Please gather each line of the listing below that contains the word "block".

Lines of data
++++++++++

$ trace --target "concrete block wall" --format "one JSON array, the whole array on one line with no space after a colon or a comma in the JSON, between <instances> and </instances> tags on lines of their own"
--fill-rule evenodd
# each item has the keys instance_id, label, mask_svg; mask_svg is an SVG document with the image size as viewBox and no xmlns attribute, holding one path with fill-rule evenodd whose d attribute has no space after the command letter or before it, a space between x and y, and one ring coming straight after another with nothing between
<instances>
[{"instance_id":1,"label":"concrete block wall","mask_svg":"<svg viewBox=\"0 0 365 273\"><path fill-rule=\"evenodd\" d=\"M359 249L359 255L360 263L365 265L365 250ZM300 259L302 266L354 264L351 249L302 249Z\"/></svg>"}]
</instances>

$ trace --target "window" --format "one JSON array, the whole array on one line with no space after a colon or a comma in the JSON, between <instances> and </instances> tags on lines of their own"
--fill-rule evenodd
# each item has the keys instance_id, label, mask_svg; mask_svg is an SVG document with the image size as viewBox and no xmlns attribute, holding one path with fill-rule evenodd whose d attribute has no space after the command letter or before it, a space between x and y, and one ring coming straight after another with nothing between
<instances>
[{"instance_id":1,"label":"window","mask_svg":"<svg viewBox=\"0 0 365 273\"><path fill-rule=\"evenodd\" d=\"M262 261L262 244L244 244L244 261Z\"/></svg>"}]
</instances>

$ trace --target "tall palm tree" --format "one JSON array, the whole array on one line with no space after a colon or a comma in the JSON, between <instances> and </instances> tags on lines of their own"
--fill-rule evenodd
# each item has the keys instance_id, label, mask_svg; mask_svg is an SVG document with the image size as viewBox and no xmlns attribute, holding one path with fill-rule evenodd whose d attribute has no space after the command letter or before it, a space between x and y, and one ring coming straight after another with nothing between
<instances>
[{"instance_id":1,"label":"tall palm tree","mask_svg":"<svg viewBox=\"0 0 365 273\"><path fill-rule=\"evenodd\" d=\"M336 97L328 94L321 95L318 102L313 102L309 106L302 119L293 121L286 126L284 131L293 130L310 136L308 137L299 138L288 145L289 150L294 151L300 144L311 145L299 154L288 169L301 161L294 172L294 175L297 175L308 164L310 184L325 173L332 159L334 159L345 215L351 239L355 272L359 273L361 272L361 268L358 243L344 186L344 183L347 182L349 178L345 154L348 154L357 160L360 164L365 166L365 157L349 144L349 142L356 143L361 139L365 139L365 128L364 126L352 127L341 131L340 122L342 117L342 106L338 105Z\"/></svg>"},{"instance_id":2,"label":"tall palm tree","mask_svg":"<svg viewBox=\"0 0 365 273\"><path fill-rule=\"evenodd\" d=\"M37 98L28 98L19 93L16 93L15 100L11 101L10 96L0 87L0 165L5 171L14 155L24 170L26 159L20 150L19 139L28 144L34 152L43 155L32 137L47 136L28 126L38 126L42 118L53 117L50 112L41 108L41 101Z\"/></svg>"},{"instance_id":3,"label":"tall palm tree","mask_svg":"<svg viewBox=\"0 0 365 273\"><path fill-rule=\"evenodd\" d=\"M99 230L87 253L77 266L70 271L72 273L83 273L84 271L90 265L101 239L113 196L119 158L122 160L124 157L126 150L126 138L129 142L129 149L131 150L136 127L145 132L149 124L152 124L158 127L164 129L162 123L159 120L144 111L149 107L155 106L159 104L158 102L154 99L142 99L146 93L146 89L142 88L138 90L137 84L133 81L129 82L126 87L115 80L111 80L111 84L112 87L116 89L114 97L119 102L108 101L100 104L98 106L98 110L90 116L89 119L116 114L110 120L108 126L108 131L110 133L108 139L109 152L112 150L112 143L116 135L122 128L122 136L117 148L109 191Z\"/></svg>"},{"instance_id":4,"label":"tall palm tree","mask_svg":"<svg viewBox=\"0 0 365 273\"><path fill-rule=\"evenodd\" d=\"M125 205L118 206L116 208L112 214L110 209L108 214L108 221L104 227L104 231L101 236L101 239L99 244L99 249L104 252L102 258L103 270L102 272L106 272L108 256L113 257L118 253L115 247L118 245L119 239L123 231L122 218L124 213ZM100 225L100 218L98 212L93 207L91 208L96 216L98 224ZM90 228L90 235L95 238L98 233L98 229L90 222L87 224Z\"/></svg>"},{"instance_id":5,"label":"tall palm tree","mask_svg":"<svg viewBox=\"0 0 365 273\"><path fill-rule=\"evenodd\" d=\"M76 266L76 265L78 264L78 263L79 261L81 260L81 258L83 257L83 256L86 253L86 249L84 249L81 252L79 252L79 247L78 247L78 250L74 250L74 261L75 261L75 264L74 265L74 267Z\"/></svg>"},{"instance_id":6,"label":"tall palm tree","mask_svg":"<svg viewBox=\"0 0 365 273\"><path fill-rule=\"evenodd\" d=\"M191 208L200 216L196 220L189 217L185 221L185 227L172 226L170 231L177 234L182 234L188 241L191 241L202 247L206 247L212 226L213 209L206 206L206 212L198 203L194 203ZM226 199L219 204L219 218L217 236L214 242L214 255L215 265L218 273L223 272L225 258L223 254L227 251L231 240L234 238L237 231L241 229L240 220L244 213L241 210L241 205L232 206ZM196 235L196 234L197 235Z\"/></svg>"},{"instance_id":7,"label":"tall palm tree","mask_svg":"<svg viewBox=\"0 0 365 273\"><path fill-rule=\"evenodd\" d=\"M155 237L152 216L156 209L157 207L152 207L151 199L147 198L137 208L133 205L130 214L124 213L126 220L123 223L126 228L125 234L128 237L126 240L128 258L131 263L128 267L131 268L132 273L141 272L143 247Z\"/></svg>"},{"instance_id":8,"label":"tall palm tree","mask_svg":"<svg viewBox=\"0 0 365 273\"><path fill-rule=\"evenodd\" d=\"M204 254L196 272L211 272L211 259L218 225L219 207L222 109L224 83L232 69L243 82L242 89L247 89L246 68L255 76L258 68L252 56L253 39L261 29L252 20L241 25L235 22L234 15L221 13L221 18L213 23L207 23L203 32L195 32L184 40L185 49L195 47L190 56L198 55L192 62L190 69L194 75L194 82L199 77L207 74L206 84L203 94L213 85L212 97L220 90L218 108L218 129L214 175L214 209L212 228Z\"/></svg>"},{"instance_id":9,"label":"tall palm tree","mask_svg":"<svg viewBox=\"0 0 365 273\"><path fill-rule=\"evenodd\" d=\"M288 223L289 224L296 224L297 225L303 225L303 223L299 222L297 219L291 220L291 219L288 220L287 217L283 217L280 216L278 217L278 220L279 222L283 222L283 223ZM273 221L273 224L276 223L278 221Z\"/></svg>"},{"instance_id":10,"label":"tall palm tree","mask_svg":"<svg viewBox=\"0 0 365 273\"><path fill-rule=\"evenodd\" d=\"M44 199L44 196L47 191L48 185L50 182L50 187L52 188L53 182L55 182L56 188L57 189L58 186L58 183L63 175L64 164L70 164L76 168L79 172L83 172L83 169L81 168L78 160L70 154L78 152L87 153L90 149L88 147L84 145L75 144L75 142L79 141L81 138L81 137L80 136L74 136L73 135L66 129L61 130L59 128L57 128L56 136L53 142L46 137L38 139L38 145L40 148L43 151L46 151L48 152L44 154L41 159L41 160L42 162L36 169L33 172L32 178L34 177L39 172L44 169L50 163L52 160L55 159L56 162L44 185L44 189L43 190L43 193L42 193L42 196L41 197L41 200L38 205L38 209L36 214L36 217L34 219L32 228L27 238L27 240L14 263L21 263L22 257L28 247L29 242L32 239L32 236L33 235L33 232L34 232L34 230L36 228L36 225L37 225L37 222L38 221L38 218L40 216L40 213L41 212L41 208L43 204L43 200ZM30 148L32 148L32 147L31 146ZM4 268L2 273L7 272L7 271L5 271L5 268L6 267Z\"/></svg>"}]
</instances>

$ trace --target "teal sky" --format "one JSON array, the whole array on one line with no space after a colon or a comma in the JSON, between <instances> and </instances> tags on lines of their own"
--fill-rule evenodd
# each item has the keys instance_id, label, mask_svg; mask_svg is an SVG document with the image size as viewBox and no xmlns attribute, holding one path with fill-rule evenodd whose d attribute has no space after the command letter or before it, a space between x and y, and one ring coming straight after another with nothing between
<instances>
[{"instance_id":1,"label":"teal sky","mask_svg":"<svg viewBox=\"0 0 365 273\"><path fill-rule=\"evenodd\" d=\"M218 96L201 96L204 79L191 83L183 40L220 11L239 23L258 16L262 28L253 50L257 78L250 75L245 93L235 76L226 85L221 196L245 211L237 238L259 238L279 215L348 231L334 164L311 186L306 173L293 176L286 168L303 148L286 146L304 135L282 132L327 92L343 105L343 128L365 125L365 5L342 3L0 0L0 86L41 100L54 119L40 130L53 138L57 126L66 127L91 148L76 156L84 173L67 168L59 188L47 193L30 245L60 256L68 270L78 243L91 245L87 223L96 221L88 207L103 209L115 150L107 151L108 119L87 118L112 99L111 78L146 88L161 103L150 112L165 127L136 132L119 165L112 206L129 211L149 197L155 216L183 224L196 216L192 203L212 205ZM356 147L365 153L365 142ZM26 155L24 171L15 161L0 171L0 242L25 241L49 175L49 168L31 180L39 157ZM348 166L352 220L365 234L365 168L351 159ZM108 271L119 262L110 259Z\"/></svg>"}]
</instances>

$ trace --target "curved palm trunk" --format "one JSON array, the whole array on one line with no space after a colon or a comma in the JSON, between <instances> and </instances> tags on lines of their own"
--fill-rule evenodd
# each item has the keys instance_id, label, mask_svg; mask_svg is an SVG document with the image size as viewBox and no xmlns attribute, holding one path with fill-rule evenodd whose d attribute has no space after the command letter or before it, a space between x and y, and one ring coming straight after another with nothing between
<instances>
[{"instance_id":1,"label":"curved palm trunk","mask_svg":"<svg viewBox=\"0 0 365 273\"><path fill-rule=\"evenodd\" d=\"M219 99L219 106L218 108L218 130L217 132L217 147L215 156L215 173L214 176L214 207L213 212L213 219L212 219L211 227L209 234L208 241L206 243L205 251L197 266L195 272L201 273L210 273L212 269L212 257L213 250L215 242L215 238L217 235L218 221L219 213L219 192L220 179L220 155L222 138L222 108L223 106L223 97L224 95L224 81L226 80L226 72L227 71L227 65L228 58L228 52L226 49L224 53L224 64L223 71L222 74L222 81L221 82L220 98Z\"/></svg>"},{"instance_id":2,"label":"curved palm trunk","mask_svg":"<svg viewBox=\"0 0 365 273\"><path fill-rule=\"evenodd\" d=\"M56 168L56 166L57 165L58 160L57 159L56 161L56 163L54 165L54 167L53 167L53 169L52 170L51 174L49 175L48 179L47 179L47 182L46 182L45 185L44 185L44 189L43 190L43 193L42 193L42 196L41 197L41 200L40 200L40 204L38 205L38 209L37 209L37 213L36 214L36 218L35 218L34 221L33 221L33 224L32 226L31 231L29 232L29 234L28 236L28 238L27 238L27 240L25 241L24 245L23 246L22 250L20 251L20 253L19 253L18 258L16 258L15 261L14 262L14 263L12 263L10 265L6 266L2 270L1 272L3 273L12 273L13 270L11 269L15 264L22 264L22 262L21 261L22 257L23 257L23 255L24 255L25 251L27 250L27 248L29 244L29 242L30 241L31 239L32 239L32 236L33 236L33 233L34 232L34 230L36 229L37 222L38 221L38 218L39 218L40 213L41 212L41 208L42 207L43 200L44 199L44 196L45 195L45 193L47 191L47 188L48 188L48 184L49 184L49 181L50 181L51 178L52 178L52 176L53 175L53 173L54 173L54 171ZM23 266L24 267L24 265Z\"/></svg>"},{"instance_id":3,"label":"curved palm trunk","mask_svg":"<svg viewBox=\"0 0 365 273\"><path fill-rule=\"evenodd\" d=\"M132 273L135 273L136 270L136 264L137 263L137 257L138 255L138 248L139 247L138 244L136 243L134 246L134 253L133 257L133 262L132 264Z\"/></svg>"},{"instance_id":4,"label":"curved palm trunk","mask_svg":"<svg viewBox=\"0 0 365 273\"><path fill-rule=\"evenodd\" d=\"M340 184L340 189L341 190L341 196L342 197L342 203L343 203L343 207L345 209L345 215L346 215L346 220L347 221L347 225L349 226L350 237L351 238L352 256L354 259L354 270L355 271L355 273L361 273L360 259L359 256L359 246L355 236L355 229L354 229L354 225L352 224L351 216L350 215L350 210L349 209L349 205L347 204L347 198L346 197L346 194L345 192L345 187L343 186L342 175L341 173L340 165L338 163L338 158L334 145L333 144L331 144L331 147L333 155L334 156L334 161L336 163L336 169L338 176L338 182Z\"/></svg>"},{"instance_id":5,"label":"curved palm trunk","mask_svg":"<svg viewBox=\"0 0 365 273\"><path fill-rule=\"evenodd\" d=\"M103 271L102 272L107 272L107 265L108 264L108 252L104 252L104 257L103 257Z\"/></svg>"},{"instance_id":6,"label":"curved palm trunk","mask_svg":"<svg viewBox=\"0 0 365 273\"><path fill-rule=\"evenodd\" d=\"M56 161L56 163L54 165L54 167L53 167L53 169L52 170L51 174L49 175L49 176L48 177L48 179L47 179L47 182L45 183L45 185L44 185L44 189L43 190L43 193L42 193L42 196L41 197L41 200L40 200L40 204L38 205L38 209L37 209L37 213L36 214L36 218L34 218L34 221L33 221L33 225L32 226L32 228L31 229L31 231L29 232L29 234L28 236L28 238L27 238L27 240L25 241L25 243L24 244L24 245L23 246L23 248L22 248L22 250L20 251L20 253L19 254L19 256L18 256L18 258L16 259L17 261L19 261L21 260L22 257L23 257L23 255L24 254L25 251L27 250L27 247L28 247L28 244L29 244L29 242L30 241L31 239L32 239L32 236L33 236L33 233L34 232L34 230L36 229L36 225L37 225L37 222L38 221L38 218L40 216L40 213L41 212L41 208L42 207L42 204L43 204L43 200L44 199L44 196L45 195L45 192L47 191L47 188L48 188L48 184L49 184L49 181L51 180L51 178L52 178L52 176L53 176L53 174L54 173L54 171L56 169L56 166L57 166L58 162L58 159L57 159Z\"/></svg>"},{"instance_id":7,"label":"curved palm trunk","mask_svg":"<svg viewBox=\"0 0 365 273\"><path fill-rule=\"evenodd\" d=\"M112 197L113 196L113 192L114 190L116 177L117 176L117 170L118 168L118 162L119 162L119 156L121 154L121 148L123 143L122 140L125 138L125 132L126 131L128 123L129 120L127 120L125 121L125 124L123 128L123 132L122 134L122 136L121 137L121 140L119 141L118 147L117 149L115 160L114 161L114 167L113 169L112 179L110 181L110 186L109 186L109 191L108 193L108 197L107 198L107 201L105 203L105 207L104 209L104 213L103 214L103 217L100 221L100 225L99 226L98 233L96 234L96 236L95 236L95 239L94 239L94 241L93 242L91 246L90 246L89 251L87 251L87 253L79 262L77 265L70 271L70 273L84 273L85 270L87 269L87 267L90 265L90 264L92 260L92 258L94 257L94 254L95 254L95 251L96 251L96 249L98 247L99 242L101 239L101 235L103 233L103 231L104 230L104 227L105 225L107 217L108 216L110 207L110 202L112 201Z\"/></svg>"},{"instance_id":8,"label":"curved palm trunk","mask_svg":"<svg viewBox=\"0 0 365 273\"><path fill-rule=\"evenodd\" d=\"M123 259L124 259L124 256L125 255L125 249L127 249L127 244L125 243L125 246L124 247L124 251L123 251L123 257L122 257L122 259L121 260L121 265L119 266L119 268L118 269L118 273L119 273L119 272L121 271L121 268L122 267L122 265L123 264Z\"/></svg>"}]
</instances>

++++++++++

- [WRITTEN ANSWER]:
$ trace --target "concrete block wall" --format "one JSON array, the whole array on one line with no space after a colon or a comma in the JSON, between <instances> and </instances> tags on lines of their own"
[{"instance_id":1,"label":"concrete block wall","mask_svg":"<svg viewBox=\"0 0 365 273\"><path fill-rule=\"evenodd\" d=\"M359 249L359 255L360 263L365 265L365 250ZM300 259L302 266L354 264L351 249L302 249Z\"/></svg>"}]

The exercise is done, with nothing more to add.